BEGIN LISTED RECORDS
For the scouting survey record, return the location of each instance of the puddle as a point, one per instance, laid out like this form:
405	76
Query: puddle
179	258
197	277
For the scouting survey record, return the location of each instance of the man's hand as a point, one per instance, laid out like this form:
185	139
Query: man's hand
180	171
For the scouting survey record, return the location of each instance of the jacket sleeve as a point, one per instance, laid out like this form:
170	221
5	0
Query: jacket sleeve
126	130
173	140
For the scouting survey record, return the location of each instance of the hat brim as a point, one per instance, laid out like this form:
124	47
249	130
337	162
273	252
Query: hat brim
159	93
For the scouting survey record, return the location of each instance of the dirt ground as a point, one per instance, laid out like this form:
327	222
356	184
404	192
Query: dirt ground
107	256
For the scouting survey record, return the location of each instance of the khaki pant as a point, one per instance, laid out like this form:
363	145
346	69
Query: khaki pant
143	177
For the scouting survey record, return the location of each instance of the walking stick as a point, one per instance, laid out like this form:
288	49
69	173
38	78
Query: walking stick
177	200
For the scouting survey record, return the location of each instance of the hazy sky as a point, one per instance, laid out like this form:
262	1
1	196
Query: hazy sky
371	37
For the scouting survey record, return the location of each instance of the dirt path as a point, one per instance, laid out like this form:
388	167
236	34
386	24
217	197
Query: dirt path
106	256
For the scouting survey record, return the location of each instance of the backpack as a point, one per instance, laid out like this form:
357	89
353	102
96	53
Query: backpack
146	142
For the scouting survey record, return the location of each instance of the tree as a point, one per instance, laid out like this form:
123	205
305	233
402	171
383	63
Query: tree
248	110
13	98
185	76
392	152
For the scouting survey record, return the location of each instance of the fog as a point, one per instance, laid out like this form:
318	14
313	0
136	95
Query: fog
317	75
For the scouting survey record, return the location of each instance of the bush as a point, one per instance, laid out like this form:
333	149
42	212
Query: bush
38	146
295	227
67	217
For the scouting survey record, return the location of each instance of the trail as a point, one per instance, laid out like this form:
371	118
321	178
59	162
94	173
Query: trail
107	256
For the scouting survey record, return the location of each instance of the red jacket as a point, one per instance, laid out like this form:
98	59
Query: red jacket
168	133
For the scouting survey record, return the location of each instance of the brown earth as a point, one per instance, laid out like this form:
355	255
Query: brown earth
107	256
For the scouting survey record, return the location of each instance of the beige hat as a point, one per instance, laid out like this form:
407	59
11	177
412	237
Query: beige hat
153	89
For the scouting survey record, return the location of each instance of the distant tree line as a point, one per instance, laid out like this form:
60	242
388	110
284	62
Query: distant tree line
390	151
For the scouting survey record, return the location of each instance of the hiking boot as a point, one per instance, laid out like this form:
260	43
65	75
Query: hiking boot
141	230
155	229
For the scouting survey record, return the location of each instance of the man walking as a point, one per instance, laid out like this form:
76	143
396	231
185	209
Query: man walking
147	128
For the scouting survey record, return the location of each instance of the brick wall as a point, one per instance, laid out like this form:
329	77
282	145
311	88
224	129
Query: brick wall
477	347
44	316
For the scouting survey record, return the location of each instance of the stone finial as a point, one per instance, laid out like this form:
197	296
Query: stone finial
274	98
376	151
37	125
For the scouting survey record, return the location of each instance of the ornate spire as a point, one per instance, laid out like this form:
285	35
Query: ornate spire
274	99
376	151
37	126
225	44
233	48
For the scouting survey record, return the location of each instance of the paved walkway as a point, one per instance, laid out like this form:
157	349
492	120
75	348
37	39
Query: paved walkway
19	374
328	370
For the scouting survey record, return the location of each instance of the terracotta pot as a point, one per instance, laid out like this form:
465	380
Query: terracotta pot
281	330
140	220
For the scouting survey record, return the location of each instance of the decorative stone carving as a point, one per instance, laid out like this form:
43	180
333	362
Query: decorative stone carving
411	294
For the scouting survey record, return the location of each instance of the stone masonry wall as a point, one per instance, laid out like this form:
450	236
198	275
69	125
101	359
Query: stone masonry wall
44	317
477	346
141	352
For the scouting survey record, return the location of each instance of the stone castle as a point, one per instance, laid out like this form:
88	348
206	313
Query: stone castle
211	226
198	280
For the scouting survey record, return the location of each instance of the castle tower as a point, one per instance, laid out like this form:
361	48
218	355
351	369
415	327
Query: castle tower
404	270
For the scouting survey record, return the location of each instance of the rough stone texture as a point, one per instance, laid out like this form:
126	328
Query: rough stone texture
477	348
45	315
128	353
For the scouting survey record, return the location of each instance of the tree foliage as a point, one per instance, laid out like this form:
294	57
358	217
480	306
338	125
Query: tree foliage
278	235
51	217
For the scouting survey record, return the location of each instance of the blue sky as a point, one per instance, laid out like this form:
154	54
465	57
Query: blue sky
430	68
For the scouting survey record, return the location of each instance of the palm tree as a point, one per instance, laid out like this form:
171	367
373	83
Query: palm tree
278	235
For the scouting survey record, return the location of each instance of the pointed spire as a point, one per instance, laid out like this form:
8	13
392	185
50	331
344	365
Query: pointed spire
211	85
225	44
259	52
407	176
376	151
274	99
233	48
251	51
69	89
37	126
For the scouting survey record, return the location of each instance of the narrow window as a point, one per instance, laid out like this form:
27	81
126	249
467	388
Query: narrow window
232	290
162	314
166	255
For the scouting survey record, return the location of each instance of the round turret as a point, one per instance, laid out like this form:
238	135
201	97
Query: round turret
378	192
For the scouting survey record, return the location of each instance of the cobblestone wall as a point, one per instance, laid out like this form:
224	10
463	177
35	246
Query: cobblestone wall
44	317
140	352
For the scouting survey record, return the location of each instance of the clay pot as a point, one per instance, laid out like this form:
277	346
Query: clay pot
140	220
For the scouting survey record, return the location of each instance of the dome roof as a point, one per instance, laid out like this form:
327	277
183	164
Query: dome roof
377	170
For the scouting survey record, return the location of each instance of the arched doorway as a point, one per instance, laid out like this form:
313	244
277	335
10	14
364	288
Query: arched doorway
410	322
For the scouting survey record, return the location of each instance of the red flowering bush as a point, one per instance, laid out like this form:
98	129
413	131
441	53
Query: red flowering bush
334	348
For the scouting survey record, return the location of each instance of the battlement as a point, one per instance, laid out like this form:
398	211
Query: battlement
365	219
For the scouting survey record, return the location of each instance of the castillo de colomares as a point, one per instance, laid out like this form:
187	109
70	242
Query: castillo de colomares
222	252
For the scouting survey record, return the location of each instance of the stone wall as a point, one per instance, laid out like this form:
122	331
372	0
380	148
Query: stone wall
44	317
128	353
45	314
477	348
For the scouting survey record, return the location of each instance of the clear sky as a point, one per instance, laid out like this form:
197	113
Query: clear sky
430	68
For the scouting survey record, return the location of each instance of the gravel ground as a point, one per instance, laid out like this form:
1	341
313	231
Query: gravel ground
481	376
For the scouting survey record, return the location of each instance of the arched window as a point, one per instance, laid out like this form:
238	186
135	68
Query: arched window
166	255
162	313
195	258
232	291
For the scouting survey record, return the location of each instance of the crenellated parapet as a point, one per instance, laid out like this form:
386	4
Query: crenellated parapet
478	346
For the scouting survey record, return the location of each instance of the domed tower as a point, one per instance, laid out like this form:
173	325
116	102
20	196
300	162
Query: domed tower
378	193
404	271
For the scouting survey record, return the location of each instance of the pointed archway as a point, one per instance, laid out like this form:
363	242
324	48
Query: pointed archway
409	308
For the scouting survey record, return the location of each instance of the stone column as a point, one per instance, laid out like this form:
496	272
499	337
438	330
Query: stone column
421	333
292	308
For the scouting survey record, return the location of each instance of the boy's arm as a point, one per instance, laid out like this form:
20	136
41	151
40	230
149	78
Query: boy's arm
END LISTED RECORDS
▸ **YOUR INSTRUCTIONS**: Print all the data exactly.

▸ **THE ANSWER**:
For the scouting survey record, return the location of each instance of the puddle as a point, one per instance, laid out like this form:
405	76
Query: puddle
179	258
197	277
For the scouting survey record, return the location of each instance of the man's hand as a point, one per instance, laid out like this form:
185	139
Query: man's hand
180	171
For the scouting survey record, return the location of each instance of the jacket sleeve as a point, one per instance, laid out like this form:
170	221
5	0
Query: jacket sleeve
126	130
173	140
For the scouting survey record, return the location of each instance of the hat brim as a point, one per instance, laid out like this form:
124	47
249	130
337	162
273	252
Query: hat brim
159	93
For the scouting survey record, return the location of each instance of the dirt ground as a point, one per instance, laid out like this form:
327	222
356	184
404	192
Query: dirt ground
107	256
For the scouting survey record, return the location of each instance of the khaki pant as a point, one per instance, laid out like this form:
363	145
346	69
Query: khaki pant
143	177
For the scouting survey record, return the location of each instance of the walking stick as a point, one per instance, laid out like this form:
288	49
69	173
38	78
Query: walking stick
177	200
For the scouting survey record, return the location of each instance of the hazy sky as a point, one per instance, laid out like this form:
262	1
1	196
Query: hazy sky
371	37
For the scouting survey record, return the location of each instance of the dirt path as a point, one per instance, laid out like this form:
388	167
236	34
386	24
217	197
Query: dirt path
106	256
For the scouting survey record, return the location of each instance of the backpack as a point, one per instance, laid out like this form:
357	89
353	102
96	53
Query: backpack
146	142
For the scouting survey record, return the location of each instance of the tree as a point, one per instance, laid out like this form:
123	205
305	233
402	171
383	63
Query: tree
248	110
13	98
185	76
392	152
For the scouting survey record, return the location of each instance of the fog as a point, one per instance, laid out like this form:
318	14
313	0
136	95
Query: fog
317	75
For the scouting survey record, return the location of each instance of the bush as a point, one per instance, laid out like this form:
333	149
42	212
Query: bush
38	146
295	227
67	217
For the scouting survey record, return the location of each instance of the trail as a point, one per instance, laid out like this form:
371	118
321	178
59	162
94	173
Query: trail
107	256
For the scouting survey record, return the location of each instance of the red jacket as a point, one per instance, laid out like this form:
98	59
Query: red jacket
168	133
For the scouting survey record, return the location of each instance of the brown earth as a point, one per instance, laid out like this form:
355	255
Query: brown earth
107	256
For the scouting survey record, return the location of each instance of the beige hat as a point, one per instance, laid out like this form:
407	59
11	177
412	237
Query: beige hat
153	89
For the scouting survey record, return the location of each instance of the distant tree line as a point, one per instance, laid out like this form:
60	242
388	110
284	62
Query: distant tree line
390	151
For the scouting survey record, return the location of each instance of the hiking boot as a point, one per instance, laid out like this form:
260	43
65	75
Query: hiking boot
141	230
155	229
For the scouting survey record, return the location of each instance of the man walking as a point, one per instance, laid out like this form:
76	143
396	231
185	209
Query: man walking
147	128
For the scouting survey record, return the location of each instance of the brick wall as a point, one per instance, laid out like this form:
329	77
282	145
311	88
224	129
Query: brick wall
477	347
44	316
For the scouting survey record, return the location of each instance of the stone finial as a point, one per instance, laid out like this form:
197	296
Query: stone finial
274	98
376	151
37	125
For the scouting survey record, return the location of each instance of the ornate spire as a point, one per instance, laid out like this form:
285	35
Query: ornate spire
274	99
376	151
37	126
225	44
233	48
For the scouting survey record, return the location of each instance of the paved walkway as a point, one per instance, laid out like this form:
157	349
492	120
75	348
37	39
Query: paved walkway
19	374
328	370
For the scouting survey record, return the location of each instance of the terracotta pot as a point, one per instance, laid out like this form:
465	380
Query: terracotta pot
281	330
140	220
For the scouting survey record, return the location of each instance of the decorative stone carving as a point, one per instance, laid out like this form:
43	180
333	362
Query: decorative stone carving
411	294
For the scouting survey record, return the location of each instance of the stone masonry wall as a point, one per instance, laid out like this form:
450	236
198	275
69	125
101	359
Query: stone masonry wall
44	317
477	346
141	352
For the scouting survey record, return the location of each instance of the stone castle as a point, one per instance, laid out like this form:
88	348
206	313
Query: stone castle
211	226
198	280
For the scouting survey record, return the location of each instance of the castle tower as a point, one per instance, laid out like this form:
361	48
218	355
351	369
415	327
Query: castle tower
404	270
For the scouting survey record, return the location of each instance of the rough stone texture as a point, one per instance, laid out like this form:
126	328
Query: rough stone texture
477	348
45	315
128	353
For the scouting survey record, return the location of each instance of the tree foliage as a point, one per instance, laid out like this form:
294	57
358	217
480	306
338	125
Query: tree foliage
278	235
51	217
For the scouting survey record, return the location of each instance of the blue sky as a point, one per instance, laid out like this form:
154	54
465	57
Query: blue sky
430	68
For the scouting survey record, return the location of each instance of the palm tree as a point, one per instance, laid out like this form:
171	367
373	83
Query: palm tree
278	235
For the scouting survey record, return the location of each instance of the pointed spire as a point, one per instance, laid out like this form:
8	13
392	185
50	331
344	365
Query: pointed spire
211	85
225	44
259	52
407	176
376	151
274	99
233	48
251	51
69	89
37	126
For the scouting survey record, return the location of each instance of the narrow window as a point, one per instance, laid out like this form:
27	81
126	249
467	388
Query: narrow window
232	290
162	314
166	255
For the scouting survey record, return the location of each instance of the round turret as a point, one per instance, laid out like this form:
238	135
201	97
Query: round turret
378	192
For the scouting survey record, return the location of each instance of the cobblestone wall as a point, one per instance, laid out like this form:
224	10
463	177
35	246
Query: cobblestone wall
44	317
140	352
For the scouting survey record, return the location of each instance of the clay pot as a point, one per instance, laid out like this form:
277	346
Query: clay pot
140	220
For the scouting survey record, return the location of each instance of the dome roof as a point, one per instance, laid out like this form:
327	277
183	164
Query: dome roof
377	170
For the scouting survey record, return the location of each instance of the arched doorway as a point, one per instance, laid out like this form:
313	244
277	335
10	14
364	288
Query: arched doorway
410	322
For the scouting survey record, return the location of each instance of the red flowering bush as a point, one per instance, laid out like this form:
98	129
413	131
441	53
Query: red flowering bush
334	348
For the scouting survey record, return the location of each instance of the battlement as a point, one per instance, laid out like this form:
398	211
Query: battlement
365	219
For the scouting survey record, return the location of each instance of the castillo de colomares as a point, one per instance, laid out like this form:
187	109
70	242
Query: castillo de colomares
222	252
For the scouting survey record, return the location of each instance of the stone wall as a point, one per instance, laid out like this form:
122	331
372	0
380	148
Query: stone wall
44	317
128	353
45	314
477	348
For the scouting survey record, return the location of each instance of the clear sky as a point, one per instance, laid out like this form:
197	113
Query: clear sky
430	68
For the scouting survey record, return the location of each instance of the gravel ground as a point, one per instance, laid out like this form:
1	341
313	231
Query: gravel ground
481	376
For the scouting survey record, return the location of each instance of the arched window as a point, one per instance, laid out like this form:
238	186
135	68
Query: arched window
166	255
162	313
195	258
232	291
For the scouting survey record, return the location of each instance of the crenellated parapet as a point, one per instance, laid out like this form:
386	4
Query: crenellated parapet
478	346
For the scouting survey record, return the location of each instance of the domed tower as a point, one per instance, laid out like this form:
173	325
116	102
20	196
300	162
Query: domed tower
378	193
404	271
For the scouting survey record, return the location of each instance of the pointed archway as a point, one per instance, laid out like this form:
363	242
324	48
Query: pointed archway
409	308
For the scouting survey record, return the location of each instance of the stone column as a point, one per instance, laid out like this form:
496	272
499	337
438	330
Query: stone column
421	333
292	308
For the scouting survey record, return the location of each instance of the boy's arm as a point, one per instance, laid out like this form:
20	136
41	151
40	230
149	78
Query: boy's arm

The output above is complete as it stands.